_EXERCISE DIRECTIONS:_ Could you repeat the part of the material that opens with the line containing "object_query: leather shoe" and closes with the line containing "[181,302,383,320]", both included, without changing anything or adding other lines?

_DATA FOR THIS TASK:_
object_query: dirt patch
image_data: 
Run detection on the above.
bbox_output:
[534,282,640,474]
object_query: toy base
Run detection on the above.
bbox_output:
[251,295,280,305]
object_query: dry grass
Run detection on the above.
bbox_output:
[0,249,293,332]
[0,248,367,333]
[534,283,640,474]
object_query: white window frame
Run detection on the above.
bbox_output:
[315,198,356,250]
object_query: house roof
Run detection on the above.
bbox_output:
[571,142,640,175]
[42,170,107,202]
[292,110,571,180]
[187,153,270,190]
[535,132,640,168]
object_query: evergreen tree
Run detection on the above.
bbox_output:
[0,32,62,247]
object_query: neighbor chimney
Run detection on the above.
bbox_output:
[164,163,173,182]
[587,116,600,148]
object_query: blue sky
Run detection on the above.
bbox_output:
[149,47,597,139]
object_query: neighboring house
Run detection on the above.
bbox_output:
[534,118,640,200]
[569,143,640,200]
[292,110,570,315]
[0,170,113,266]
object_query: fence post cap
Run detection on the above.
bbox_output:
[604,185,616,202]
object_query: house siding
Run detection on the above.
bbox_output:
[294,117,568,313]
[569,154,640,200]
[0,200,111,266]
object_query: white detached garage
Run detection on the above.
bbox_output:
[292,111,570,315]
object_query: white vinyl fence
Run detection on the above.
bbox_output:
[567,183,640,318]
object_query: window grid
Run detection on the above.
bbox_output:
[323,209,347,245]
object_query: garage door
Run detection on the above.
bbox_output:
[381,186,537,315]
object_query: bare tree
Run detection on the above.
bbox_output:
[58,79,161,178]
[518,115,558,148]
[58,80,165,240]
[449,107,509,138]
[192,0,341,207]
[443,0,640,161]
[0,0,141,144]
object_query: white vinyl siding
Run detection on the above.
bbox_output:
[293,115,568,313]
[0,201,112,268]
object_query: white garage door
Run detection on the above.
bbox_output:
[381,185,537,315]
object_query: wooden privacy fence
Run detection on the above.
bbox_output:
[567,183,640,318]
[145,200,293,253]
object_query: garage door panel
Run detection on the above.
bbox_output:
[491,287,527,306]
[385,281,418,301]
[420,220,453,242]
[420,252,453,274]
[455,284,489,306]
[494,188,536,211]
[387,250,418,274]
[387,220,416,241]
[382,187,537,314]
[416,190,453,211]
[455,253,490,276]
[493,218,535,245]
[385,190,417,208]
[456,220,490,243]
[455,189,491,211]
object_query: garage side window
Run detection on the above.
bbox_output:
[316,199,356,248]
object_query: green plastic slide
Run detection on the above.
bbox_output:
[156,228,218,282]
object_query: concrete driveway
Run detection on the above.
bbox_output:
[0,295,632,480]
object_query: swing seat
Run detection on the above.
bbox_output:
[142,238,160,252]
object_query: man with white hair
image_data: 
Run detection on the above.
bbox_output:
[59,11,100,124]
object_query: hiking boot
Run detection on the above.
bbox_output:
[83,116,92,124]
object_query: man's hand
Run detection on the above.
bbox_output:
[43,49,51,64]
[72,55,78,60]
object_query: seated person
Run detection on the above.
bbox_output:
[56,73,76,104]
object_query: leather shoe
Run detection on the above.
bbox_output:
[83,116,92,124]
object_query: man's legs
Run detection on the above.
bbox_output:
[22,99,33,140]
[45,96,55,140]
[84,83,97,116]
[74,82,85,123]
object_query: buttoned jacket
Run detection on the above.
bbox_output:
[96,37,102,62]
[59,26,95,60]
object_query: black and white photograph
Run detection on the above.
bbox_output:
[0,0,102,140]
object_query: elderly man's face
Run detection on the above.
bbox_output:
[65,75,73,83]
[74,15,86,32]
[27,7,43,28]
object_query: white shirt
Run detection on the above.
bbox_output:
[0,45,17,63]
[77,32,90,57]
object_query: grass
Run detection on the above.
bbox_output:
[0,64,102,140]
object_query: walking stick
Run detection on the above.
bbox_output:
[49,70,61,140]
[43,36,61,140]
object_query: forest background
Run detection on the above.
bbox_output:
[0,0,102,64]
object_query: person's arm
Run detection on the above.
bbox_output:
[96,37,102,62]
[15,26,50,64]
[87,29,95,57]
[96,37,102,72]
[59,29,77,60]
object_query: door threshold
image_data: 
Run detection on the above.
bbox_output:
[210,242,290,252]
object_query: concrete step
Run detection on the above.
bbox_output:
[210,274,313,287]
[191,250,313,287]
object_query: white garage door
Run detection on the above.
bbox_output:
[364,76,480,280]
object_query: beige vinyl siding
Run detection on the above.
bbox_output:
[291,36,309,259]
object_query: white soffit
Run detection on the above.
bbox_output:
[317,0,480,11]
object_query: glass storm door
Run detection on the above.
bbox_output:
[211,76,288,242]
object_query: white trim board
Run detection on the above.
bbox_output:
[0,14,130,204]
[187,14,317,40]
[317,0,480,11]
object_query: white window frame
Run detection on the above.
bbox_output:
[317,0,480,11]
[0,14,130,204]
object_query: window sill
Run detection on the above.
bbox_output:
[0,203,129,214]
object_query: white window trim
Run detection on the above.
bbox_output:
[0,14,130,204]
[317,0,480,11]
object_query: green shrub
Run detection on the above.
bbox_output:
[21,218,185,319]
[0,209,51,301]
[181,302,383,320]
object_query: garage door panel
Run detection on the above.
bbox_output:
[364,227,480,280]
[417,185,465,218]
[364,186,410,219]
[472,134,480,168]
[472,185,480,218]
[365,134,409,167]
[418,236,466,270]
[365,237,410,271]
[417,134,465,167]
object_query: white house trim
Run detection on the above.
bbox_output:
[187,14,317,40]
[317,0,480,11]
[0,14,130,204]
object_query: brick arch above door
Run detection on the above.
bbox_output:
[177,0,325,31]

_SOLUTION TO THIS EXERCISE:_
object_query: leather shoe
Run detection on the above.
bbox_output:
[83,116,92,124]
object_query: man's legs
Run detection on the above.
bbox_output:
[22,99,33,140]
[45,96,55,140]
[84,83,97,116]
[74,82,85,123]
object_query: buttoned jacket
Run detection on the above.
bbox_output:
[96,37,102,62]
[59,26,95,60]
object_query: black and white photograph
Run detection on the above.
bbox_output:
[0,0,102,140]
object_query: elderly man's face
Run detection on the above.
bbox_output:
[65,75,73,83]
[74,15,86,32]
[27,7,43,28]
object_query: white shirt
Run detection on the above.
bbox_output:
[0,45,17,63]
[77,32,90,57]
object_query: grass
Run detection on the above.
bbox_output:
[0,64,102,140]
object_query: walking stick
Run detection on the above.
bbox_output:
[49,70,61,140]
[43,36,61,140]
object_query: forest background
Run detection on the above.
bbox_output:
[0,0,102,64]
object_query: person's arm
Run detection on the above.
bbox_output:
[96,37,102,62]
[15,26,50,64]
[87,29,95,57]
[96,37,102,72]
[59,29,77,60]
object_query: door threshold
image_data: 
Run detection on the above.
bbox_output:
[210,242,290,252]
object_query: concrete step
Run detection on the above.
bbox_output:
[210,274,313,287]
[191,250,313,287]
object_query: white garage door
Run detection on the above.
bbox_output:
[364,76,480,280]
object_query: beige vinyl siding
Run detection on the above.
bbox_output:
[291,36,309,259]
object_query: white soffit
Run detection on the above.
bbox_output:
[317,0,480,11]
object_query: glass storm door
Run detection on the above.
bbox_output:
[211,76,288,242]
object_query: white trim board
Run detection on the above.
bbox_output:
[0,14,130,204]
[187,14,317,40]
[317,0,480,11]
object_query: white window frame
Run detection on the above.
bbox_output:
[317,0,480,11]
[0,14,130,204]
object_query: window sill
Run detection on the above.
bbox_output:
[0,203,129,214]
object_query: white window trim
Run detection on the above.
bbox_output:
[0,14,130,204]
[317,0,480,11]
object_query: green shrub
Run detection on the above.
bbox_output:
[21,218,185,319]
[0,209,51,301]
[181,302,383,320]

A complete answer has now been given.